● **GIVEN PASSAGE**:
+++
Political motive seen in Sudan murder - police

Tue Mar 16, 2010 5:52am GMT

JUBA, Sudan (Reuters) - South Sudanese police said on Monday they suspected a political motive in the murder of a member of parliament in the southern capital Juba, one month before the first multi-party polls in 24 years.

Zacariah Bol Deng, an independent candidate hoping to represent the south's main oil-producing Unity state in the south's semi-autonomous parliament, died after being shot last Thursday when at least three men broke into his house.

Police were still collecting information but said Sudan's April elections, a key part of Sudan's 2005 north-south peace deal and its first multi-party ballot for 24 years, may have played a role in the incident.

Asked if a political motive was suspected, police Colonel Michael Lasuba said: "Yes, because of the election -- maybe there is competition and you eliminate this one."

South Sudan's democratic credentials will be scrutinised during the elections as it may become Africa's newest state in 2011 when southerners choose whether to remain united with northern Sudan or to separate.

Police investigator Sebit Joseph Ater said the victim's brother believed the death was connected to Deng's campaign.

"Maybe there are people who paid for this," Ater said. He said Deng and his wife were sleeping under an open-walled thatch roof when the gunmen pulled them out of bed, threw her to the ground and shot the parliamentarian.

Deng, from Unity State, was a member of the ex-rebel Sudan People's Liberation Movement (SPLM), which dominates the south Sudan government, a party official said. But he was running on an independent ticket for the April ballot.

Some opposition and independent candidates in the south have complained of harassment and arrests by authorities, hampering their ability to campaign.

The SPLM ended more than two decades of north-south civil war with a 2005 peace deal with Khartoum. The conflict was fought over differing political and religious ideologies between the Islamic north and the south where most people are Christian or follow traditional beliefs.
+++
● **SET TASK**:
Quote the Sudan murder report word for word from "Deng, from Unity" to "follow traditional beliefs.".

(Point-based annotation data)
+++
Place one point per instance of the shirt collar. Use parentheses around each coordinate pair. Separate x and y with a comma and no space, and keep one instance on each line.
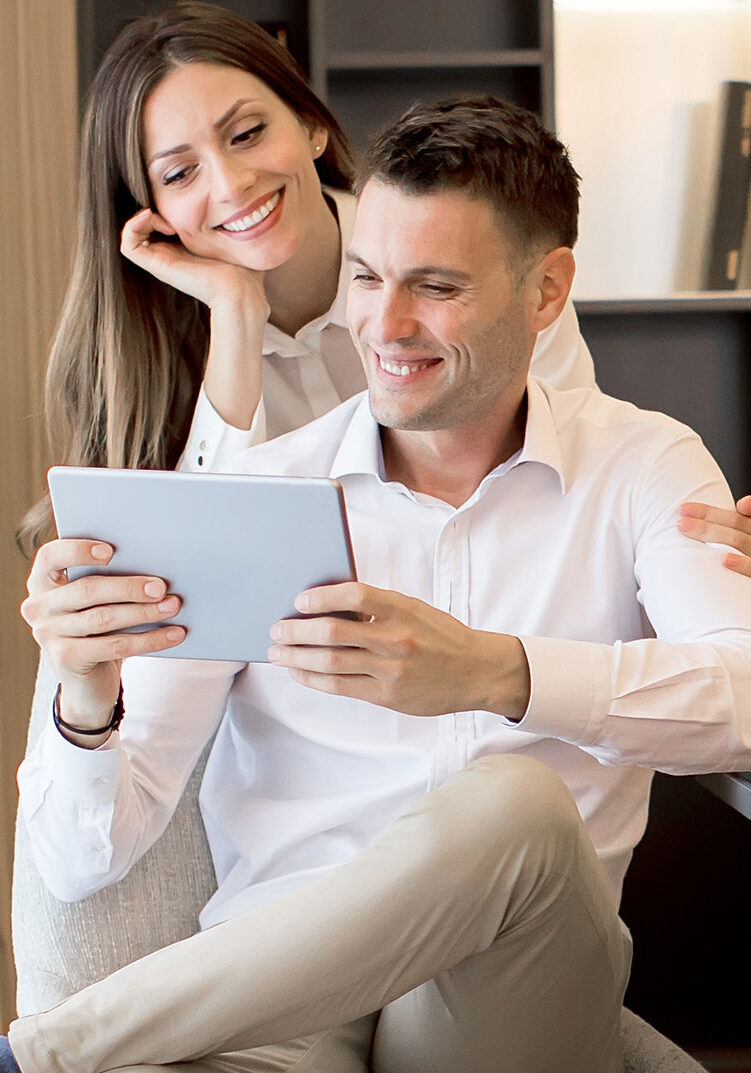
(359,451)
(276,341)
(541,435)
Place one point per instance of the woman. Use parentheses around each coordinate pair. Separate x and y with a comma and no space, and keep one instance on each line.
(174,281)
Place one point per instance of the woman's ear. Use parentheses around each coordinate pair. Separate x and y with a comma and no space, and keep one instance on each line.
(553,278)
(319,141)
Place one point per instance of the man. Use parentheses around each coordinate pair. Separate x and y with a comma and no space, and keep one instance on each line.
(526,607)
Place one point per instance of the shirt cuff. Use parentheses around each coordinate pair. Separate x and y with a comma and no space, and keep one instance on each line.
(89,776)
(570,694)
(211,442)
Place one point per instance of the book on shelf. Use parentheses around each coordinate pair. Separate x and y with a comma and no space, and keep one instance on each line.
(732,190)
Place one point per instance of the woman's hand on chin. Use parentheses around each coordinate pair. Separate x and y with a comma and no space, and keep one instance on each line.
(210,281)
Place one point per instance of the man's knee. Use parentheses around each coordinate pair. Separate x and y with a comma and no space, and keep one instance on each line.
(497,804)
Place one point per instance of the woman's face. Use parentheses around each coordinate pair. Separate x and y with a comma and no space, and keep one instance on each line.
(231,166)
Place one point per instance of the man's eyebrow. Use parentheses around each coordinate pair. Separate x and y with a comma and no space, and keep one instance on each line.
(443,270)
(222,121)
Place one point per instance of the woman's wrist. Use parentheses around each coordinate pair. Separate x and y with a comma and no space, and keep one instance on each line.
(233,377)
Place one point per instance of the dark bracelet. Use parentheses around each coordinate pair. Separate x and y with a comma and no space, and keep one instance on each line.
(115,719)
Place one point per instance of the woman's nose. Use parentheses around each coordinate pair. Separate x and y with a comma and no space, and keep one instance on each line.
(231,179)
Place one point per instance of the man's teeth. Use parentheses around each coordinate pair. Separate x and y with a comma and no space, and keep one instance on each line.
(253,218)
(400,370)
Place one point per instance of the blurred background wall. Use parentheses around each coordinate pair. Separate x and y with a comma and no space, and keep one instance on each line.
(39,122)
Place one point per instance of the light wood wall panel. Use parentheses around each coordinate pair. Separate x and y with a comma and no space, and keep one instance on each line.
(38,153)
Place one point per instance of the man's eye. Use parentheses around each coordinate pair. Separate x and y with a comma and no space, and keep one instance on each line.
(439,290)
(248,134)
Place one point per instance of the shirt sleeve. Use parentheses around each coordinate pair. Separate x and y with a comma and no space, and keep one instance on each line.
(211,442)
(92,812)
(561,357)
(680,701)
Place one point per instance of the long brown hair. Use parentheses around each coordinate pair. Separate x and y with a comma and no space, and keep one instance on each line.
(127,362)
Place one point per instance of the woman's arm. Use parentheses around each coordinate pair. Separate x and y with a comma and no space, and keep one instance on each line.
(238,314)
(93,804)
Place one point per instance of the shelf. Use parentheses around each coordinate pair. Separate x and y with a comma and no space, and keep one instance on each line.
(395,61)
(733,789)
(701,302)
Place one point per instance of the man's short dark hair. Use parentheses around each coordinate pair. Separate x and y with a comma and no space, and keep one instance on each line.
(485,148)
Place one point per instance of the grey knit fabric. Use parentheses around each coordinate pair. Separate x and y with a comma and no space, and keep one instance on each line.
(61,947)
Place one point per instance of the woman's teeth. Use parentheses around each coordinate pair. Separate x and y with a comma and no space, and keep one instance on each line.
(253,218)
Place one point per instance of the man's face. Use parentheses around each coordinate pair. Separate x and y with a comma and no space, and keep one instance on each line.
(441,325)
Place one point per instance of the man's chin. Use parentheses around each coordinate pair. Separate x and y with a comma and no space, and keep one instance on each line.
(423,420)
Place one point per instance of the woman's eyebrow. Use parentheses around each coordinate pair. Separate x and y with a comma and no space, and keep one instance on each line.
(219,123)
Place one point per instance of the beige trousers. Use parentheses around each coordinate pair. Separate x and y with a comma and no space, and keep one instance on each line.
+++
● **THE RESPONSE**:
Deng, from Unity State, was a member of the ex-rebel Sudan People's Liberation Movement (SPLM), which dominates the south Sudan government, a party official said. But he was running on an independent ticket for the April ballot.

Some opposition and independent candidates in the south have complained of harassment and arrests by authorities, hampering their ability to campaign.

The SPLM ended more than two decades of north-south civil war with a 2005 peace deal with Khartoum. The conflict was fought over differing political and religious ideologies between the Islamic north and the south where most people are Christian or follow traditional beliefs.